# Data listing:
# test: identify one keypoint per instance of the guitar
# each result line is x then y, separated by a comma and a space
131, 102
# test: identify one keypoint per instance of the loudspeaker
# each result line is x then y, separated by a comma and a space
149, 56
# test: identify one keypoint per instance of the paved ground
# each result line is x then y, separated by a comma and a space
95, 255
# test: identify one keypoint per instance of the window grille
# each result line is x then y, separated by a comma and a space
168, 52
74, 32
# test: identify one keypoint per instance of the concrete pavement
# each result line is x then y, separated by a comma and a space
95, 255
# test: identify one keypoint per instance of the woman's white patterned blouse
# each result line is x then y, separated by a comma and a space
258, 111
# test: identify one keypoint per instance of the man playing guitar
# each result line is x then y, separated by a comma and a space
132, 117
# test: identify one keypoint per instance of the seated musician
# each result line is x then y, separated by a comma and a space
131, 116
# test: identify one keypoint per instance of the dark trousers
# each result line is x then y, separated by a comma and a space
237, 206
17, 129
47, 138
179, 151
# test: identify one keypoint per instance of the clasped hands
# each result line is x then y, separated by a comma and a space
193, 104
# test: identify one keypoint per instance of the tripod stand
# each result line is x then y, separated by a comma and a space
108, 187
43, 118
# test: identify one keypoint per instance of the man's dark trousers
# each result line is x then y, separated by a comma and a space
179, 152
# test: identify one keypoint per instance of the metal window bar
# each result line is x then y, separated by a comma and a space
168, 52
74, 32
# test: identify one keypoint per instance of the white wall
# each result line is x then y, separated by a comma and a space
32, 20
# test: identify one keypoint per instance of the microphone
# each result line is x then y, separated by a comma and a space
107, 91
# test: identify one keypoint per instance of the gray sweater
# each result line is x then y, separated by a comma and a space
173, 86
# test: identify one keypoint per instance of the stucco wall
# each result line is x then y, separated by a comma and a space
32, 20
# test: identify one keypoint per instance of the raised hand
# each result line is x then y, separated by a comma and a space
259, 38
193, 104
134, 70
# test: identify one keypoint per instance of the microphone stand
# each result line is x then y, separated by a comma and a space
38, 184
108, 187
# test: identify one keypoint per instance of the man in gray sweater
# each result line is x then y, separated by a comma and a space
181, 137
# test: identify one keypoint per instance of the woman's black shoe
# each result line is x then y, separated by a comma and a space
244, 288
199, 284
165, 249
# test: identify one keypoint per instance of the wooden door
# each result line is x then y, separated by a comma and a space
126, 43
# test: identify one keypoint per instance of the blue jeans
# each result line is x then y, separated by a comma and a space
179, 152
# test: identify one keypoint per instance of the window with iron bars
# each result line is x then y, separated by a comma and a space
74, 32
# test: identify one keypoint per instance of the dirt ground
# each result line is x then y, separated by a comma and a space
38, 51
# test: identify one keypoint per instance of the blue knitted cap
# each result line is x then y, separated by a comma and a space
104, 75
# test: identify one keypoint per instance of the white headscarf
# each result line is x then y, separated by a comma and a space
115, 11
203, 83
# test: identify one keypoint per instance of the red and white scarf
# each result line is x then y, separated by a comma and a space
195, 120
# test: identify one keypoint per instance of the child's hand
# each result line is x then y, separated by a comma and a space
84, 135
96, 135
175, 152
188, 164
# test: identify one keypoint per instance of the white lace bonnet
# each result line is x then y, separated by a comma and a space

# What is required:
Go through the entries and repeat each one exactly.

# Written response:
# test: identify one keypoint per instance of the guitar
# each result line is x then y, separated by a comma and a space
131, 102
# test: identify one keypoint per instance of the loudspeaker
# each result line is x then y, separated by a comma and a space
149, 56
# test: identify one keypoint per instance of the paved ground
# each result line is x then y, separated by a comma and a space
95, 255
# test: identify one keypoint per instance of the window grille
# each result line is x then y, separated by a comma and a space
168, 52
74, 32
# test: identify one keypoint per instance of the concrete pavement
# each result line is x then y, separated by a comma and a space
95, 255
# test: identify one keypoint per instance of the woman's white patterned blouse
# each result line is x then y, separated by a comma and a space
258, 111
# test: identify one keypoint per instance of the man playing guitar
# each result line is x then y, separated by a comma and a space
132, 117
# test: identify one keypoint per instance of the seated musician
# each result line is x then y, separated by a comma and a space
131, 116
# test: identify one keypoint per instance of the dark trousers
# each result line is x then y, separated by a comma and a space
237, 206
17, 129
47, 138
179, 151
# test: identify one keypoint per instance of the clasped hands
# each result line is x then y, separated by a comma and a space
193, 104
# test: identify one keypoint per instance of the tripod stand
# each result line is x then y, separated by a comma and a space
108, 187
43, 118
# test: identify one keypoint per instance of the man's dark trousers
# each result line is x then y, separated by a comma and a space
179, 152
# test: identify one keypoint per instance of the metal window bar
# each result line is x then y, separated by a comma and a space
168, 52
74, 32
# test: identify one keypoint per instance of the white wall
# each result line is x then y, separated by a comma and a space
32, 20
# test: identify one keypoint per instance of the microphone
# each result line is x then y, separated by a comma and a space
107, 91
# test: identify one keypoint per instance of the gray sweater
# each result line is x then y, separated by a comma and a space
173, 86
# test: identify one keypoint per instance of the stucco wall
# each result line is x then y, separated by a comma and a space
32, 20
# test: identify one keypoint per instance of the raised hand
# each result line is x then y, separated by a comma and a space
259, 38
193, 104
134, 70
# test: identify one keypoint per instance of the microphone stand
# each result line is x then y, separated by a comma and a space
38, 184
108, 187
# test: identify one keypoint per instance of the man in gray sweater
# each result line is x then y, separated by a comma and a space
181, 137
# test: identify one keypoint per instance of the woman's black shoe
# each result line is x then y, separated by a comma and a space
244, 288
199, 284
165, 249
# test: identify one keypoint per instance of the wooden door
# each result line is x then y, separated by a comma and a space
126, 43
# test: identify one keypoint per instance of the blue jeans
# each result line is x then y, separated by a comma and a space
179, 152
# test: identify one keypoint per instance of the window with iron bars
# each result line is x then y, separated by a comma and a space
74, 32
# test: identify one keypoint per instance of the dirt ground
# each result line is x then y, separated by a comma and a space
38, 51
# test: identify one keypoint per instance of the blue knitted cap
# each result line is x then y, separated by a comma and a space
104, 75
# test: identify one keypoint per instance of the white headscarf
# each result line is x then y, separated by a comma and a space
115, 11
203, 83
# test: identify one keypoint per instance of the red and white scarf
# each result line is x then y, separated by a comma and a space
195, 120
# test: identify one keypoint per instance of the child's hand
# each result line is x then y, separated by a comma and a space
84, 135
96, 135
175, 152
188, 164
# test: identify one keypoint per instance of the white lace bonnet
# each result line is x then y, separated by a comma and a space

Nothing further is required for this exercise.